• _Prompt_: Report in full each line of the material below that contains the string "horse". The match is case-sensitive.

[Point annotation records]
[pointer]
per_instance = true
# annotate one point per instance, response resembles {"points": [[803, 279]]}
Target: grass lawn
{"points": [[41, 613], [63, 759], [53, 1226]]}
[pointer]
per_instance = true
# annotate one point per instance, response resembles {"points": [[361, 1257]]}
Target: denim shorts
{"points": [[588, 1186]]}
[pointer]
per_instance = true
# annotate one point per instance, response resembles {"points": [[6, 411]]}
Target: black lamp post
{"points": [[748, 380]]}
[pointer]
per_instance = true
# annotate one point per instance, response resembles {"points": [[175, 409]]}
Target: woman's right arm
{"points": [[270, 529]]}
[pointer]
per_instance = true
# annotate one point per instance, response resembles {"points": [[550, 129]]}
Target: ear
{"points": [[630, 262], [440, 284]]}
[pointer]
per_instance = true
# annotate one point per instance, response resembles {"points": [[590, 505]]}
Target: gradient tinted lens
--
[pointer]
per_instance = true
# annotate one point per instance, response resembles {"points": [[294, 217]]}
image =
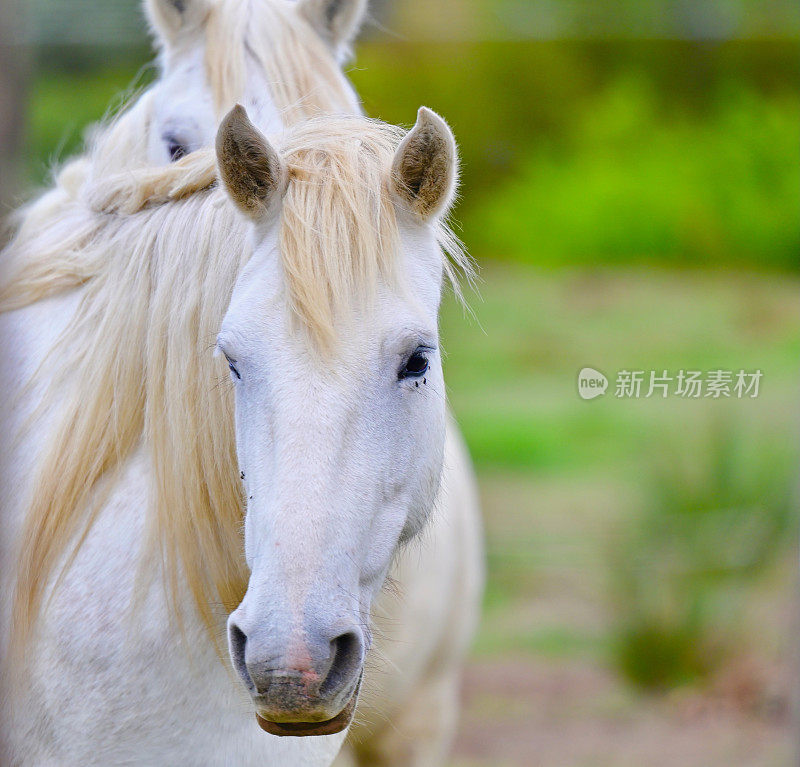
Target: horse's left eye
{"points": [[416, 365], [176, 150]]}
...
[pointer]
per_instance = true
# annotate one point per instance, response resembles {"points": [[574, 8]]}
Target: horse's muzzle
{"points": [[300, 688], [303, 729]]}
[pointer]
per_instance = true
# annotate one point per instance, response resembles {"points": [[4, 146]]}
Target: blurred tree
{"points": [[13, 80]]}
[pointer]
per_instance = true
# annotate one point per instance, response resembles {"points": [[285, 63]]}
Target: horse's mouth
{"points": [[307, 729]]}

• _Expected output_:
Target: horse's left eye
Target: horse's muzzle
Target: horse's mouth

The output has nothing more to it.